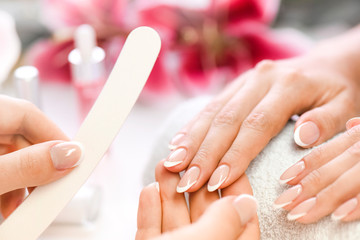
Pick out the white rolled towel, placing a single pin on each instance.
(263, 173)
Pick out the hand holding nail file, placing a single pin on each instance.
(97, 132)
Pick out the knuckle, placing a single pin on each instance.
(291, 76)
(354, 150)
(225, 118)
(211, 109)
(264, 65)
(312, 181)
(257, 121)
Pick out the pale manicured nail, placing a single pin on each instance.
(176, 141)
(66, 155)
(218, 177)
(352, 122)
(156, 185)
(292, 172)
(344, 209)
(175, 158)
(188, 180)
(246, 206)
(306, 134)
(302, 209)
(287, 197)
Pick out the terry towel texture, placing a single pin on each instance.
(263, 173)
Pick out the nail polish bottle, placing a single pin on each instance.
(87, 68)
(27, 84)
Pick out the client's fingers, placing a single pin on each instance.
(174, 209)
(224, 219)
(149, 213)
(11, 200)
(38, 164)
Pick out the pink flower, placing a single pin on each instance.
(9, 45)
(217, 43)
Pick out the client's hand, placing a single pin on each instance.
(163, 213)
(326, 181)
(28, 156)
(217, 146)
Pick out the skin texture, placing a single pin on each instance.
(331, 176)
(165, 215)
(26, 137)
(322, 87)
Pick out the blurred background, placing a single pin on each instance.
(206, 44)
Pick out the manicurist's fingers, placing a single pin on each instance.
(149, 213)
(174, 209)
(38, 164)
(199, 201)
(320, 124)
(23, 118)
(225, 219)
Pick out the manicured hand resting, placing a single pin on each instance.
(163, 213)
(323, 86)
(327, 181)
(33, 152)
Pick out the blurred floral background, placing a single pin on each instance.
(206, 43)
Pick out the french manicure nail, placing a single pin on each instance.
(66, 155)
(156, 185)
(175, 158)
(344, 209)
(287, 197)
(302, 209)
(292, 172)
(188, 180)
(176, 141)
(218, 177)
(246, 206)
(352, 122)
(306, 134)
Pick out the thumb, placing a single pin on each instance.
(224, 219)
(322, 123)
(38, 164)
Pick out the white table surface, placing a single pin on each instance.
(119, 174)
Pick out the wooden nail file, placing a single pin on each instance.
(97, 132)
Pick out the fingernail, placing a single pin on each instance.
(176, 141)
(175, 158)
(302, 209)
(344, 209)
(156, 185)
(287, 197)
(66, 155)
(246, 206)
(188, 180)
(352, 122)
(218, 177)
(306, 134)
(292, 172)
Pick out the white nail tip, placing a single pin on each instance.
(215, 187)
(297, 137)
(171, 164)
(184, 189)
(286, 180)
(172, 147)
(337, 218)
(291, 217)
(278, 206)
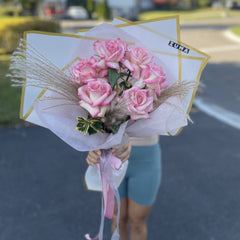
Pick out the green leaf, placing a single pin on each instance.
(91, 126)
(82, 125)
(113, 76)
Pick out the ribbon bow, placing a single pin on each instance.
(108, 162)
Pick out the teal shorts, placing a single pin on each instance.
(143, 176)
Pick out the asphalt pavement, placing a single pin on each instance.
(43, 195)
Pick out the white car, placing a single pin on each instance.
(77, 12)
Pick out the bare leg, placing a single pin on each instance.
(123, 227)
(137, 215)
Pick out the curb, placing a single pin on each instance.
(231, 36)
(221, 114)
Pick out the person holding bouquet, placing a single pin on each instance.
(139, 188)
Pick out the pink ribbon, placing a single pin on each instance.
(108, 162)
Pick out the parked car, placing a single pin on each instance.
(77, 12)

***

| YOUR OBJECTIVE |
Return every line above word for word, leaving out the pictures.

| WRITTEN RESPONSE |
Pick out the white rolled towel, placing a single pin on each instance.
(263, 173)
Pick out the hand holding nail file, placing a single pin on each instance.
(97, 132)
Pick out the knuckle, placing a single pin on each instance.
(291, 76)
(354, 150)
(225, 118)
(211, 109)
(264, 65)
(312, 181)
(257, 121)
Pick out the pale manicured nail, placing a single pin on each instance.
(176, 141)
(66, 155)
(218, 177)
(352, 122)
(156, 185)
(292, 172)
(344, 209)
(175, 158)
(188, 180)
(246, 206)
(306, 134)
(302, 209)
(287, 197)
Pick out the terry towel texture, placing a single pin on each instance.
(263, 173)
Pick out the nail polish bottle, placing a single pin on each instance.
(87, 68)
(27, 84)
Pick out the client's fingers, placing a single pin on each instance.
(174, 209)
(224, 219)
(149, 213)
(11, 200)
(38, 164)
Pick out the pink flower, placing a single pin on each instance.
(9, 45)
(217, 43)
Pick out the client's hand, placing a single pin on each instance.
(163, 213)
(326, 181)
(28, 156)
(217, 146)
Pick out the skin texture, placing a single pin on each instance.
(331, 176)
(165, 215)
(26, 137)
(322, 87)
Pick out the blurred background, placing a single pin on each instance.
(206, 44)
Pick out the manicurist's fingers, placing a single pin on each instance.
(149, 213)
(174, 209)
(38, 164)
(199, 201)
(320, 124)
(23, 118)
(225, 219)
Pick out the manicured hand resting, placing a single pin on each instance.
(163, 213)
(323, 86)
(327, 181)
(33, 152)
Pick out the blurred floral background, placing a single pin on each instance.
(206, 43)
Pick out the french manicure nail, placing a single pin on each instance.
(66, 155)
(156, 185)
(175, 158)
(344, 209)
(287, 197)
(302, 209)
(292, 172)
(188, 180)
(176, 141)
(218, 177)
(246, 206)
(352, 122)
(306, 134)
Pick out the thumb, placing a single pin on each instance.
(224, 219)
(322, 123)
(38, 164)
Pick out the white table surface, placing a single pin on each instance.
(119, 174)
Pick out the wooden nail file, placing a single pin on each instance.
(97, 132)
Pick out the fingernail, placing a single pin on each instance.
(176, 141)
(175, 158)
(302, 209)
(344, 209)
(156, 185)
(287, 197)
(66, 155)
(246, 206)
(188, 180)
(352, 122)
(218, 177)
(306, 134)
(292, 172)
Pick out the white nail tip, placing a single pin on each instance.
(215, 187)
(297, 137)
(171, 164)
(184, 189)
(286, 180)
(172, 147)
(337, 218)
(291, 217)
(278, 206)
Pick out the green leaf, placing a single pin on each instance.
(91, 126)
(82, 125)
(113, 76)
Pick out the ribbon bow, placing a single pin on each instance.
(108, 162)
Pick out the teal shorts, placing a single pin on each instance.
(143, 176)
Pick out the asphalt pavement, placing a single pin on each instance.
(43, 195)
Pick out the white car, placing a single pin on each instance.
(77, 12)
Pick out the bare leg, placing a single pin on each instance.
(123, 227)
(137, 215)
Pick out the curb, placing a single pin on each instance.
(231, 36)
(221, 114)
Pick out the person holding bouquet, placing a single pin on each instance.
(139, 188)
Pick out the pink ribbon, placing a single pin on each instance.
(108, 162)
Pick out the parked car, placing a single pin on each instance.
(77, 12)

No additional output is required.